Items listed in a dataset
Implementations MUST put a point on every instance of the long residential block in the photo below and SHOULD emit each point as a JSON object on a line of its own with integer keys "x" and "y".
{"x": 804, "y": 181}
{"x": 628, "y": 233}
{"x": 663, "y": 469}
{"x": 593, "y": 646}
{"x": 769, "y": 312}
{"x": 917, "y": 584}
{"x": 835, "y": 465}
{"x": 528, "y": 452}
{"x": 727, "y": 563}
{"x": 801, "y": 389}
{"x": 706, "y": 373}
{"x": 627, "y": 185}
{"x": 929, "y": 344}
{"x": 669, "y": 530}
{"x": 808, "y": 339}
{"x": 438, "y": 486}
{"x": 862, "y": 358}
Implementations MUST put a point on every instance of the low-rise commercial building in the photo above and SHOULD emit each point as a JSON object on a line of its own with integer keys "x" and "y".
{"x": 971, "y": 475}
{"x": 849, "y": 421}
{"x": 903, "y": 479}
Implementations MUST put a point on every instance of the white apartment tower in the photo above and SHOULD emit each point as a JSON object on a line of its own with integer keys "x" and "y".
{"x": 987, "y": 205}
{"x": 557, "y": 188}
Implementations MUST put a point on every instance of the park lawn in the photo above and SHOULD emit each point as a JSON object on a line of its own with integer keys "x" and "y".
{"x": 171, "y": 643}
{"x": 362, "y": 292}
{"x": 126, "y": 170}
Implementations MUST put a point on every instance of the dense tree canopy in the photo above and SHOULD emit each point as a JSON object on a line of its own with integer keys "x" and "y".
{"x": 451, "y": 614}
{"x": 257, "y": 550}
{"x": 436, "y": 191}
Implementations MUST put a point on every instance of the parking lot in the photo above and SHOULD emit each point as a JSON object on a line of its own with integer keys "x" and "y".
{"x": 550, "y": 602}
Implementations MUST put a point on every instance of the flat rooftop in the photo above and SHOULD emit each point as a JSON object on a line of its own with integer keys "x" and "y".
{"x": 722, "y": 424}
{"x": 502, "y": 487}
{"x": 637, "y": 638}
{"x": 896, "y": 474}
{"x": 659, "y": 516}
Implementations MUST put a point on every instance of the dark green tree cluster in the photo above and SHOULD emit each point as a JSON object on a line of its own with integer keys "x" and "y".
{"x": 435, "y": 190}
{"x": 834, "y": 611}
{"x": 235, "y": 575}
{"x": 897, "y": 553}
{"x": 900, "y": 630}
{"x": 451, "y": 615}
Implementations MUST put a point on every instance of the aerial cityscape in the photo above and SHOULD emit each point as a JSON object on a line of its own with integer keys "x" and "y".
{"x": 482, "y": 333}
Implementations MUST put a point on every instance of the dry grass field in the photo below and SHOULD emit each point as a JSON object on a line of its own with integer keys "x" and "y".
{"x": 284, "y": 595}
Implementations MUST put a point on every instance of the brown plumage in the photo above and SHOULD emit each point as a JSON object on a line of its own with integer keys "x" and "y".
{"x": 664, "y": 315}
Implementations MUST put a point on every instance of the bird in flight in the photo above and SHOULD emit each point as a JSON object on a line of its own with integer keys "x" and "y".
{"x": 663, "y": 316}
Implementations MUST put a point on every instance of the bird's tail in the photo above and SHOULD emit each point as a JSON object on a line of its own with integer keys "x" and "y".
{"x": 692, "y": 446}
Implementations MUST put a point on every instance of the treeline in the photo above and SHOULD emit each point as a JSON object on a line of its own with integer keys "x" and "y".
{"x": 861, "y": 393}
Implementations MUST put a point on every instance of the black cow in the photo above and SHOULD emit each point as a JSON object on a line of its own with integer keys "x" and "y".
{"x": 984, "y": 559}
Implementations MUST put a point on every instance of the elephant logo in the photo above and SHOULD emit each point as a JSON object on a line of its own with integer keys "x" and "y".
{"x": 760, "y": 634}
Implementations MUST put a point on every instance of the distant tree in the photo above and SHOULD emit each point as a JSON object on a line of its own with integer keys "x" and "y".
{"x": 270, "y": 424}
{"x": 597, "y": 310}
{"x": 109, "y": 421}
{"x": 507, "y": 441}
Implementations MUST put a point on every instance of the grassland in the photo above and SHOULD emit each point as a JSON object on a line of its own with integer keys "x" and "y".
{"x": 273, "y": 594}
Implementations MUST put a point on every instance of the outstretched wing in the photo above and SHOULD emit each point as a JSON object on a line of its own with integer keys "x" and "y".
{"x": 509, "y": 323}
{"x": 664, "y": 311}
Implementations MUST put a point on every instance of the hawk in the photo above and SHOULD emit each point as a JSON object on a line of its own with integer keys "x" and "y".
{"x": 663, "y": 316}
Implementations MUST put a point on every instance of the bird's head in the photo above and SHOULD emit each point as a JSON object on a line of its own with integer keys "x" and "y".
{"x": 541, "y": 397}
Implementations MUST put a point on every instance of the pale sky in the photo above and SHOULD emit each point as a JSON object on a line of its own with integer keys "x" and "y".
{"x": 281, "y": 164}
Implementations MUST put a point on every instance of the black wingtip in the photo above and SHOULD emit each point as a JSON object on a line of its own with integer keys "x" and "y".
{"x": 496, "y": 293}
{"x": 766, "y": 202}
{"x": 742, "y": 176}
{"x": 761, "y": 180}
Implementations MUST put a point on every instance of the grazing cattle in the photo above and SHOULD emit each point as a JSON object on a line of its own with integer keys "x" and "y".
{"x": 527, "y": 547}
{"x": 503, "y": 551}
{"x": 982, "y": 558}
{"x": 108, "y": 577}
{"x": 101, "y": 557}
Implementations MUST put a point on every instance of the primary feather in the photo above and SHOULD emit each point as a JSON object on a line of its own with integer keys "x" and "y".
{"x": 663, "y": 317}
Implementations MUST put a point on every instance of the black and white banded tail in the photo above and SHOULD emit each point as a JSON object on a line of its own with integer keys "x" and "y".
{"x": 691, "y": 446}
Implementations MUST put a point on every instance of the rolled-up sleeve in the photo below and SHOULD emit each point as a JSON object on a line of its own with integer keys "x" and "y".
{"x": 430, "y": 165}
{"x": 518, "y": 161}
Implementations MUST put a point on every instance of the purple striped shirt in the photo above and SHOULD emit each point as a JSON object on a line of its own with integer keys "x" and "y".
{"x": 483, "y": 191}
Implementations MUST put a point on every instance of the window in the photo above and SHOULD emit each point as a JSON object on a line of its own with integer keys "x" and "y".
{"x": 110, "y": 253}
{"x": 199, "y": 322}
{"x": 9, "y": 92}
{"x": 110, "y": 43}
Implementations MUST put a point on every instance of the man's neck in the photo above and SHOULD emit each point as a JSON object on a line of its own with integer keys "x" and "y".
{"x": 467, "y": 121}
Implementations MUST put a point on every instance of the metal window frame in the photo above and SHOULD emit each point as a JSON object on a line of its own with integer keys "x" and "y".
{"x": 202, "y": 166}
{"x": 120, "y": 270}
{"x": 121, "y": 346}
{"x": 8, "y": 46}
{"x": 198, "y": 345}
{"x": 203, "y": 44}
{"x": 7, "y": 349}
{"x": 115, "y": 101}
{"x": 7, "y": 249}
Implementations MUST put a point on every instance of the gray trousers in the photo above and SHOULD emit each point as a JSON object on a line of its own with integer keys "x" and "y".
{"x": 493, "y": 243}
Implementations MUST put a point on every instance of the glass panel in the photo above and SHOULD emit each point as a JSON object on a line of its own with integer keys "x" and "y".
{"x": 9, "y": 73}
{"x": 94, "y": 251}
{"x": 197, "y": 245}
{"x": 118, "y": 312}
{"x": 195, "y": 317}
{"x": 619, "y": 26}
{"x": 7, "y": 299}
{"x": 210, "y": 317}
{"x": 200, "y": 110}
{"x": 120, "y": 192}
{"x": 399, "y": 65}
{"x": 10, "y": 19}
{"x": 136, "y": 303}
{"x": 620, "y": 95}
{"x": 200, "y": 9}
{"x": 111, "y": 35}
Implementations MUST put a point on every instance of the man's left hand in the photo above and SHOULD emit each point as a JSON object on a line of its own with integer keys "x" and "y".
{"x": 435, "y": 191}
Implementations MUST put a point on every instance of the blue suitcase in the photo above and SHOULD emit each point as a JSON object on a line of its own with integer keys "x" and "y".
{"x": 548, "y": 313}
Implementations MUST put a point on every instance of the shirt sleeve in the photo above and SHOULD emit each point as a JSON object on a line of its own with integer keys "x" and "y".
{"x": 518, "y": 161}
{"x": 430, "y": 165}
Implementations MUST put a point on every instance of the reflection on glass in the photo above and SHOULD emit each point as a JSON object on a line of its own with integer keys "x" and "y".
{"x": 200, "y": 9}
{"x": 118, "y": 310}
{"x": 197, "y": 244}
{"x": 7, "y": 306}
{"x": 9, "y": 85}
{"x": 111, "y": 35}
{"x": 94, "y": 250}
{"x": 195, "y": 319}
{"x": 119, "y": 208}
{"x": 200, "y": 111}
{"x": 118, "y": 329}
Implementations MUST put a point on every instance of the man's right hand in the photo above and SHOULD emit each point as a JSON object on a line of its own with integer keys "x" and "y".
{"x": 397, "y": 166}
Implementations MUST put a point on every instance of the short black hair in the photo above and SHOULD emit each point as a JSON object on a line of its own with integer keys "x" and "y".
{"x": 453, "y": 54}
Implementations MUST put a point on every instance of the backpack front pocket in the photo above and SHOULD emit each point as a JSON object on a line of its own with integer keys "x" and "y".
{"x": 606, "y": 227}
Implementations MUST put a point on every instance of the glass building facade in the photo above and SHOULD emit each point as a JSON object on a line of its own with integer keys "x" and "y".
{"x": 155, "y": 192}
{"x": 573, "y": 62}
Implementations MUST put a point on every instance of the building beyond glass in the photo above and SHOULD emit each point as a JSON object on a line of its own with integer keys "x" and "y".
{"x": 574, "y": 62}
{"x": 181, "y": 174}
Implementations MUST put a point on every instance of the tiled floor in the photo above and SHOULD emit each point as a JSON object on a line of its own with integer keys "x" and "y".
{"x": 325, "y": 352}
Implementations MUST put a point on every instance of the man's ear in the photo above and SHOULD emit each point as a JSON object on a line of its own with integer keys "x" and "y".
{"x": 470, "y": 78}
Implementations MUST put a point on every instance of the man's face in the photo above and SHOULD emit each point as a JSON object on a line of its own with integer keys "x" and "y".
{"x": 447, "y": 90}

Requirement:
Transcribe word for word the lines from the one holding "the man's right" to the last line of the listing above, inclusive.

Solution:
Implementations MUST put a point on every instance of the man's right hand in the photo above and SHOULD emit each point as a JSON object on a line of its own with integer keys "x" and "y".
{"x": 397, "y": 166}
Implementations MUST put a point on every instance of the short black hair in the photo above and SHOULD emit each point as a JSON object on a line of its own with integer keys "x" and "y".
{"x": 453, "y": 54}
Implementations MUST put a point on every instance of the backpack front pocket in the photo above and SHOULD emit each point as a JSON object on a line of its own with integer keys "x" and "y".
{"x": 606, "y": 227}
Implementations MUST put a point on every instance of the glass building facade in the photo above and SHOULD emit each point as a JSON object on a line of its own with integer keys "x" and "y".
{"x": 155, "y": 192}
{"x": 573, "y": 62}
Implementations MUST put a point on every instance of the building beyond glass in the photo above and SHOULD emit each point as a JSON object on a line of its own with integer keys "x" and "y".
{"x": 574, "y": 62}
{"x": 181, "y": 174}
Implementations MUST put a point on every instance of the tiled floor in the photo above and SHOULD emit each point as a JSON object on a line of its own with integer keys "x" and "y".
{"x": 325, "y": 352}
Implementations MUST put a point on every instance of the man's ear in the photo above and SHOULD emit each point as a JSON object on a line of its own with integer keys "x" and "y".
{"x": 470, "y": 78}
Implementations MUST put a point on every instance of the man's face in the photo above and SHOULD emit each point as a JSON object on a line of its own with integer keys "x" and "y".
{"x": 447, "y": 90}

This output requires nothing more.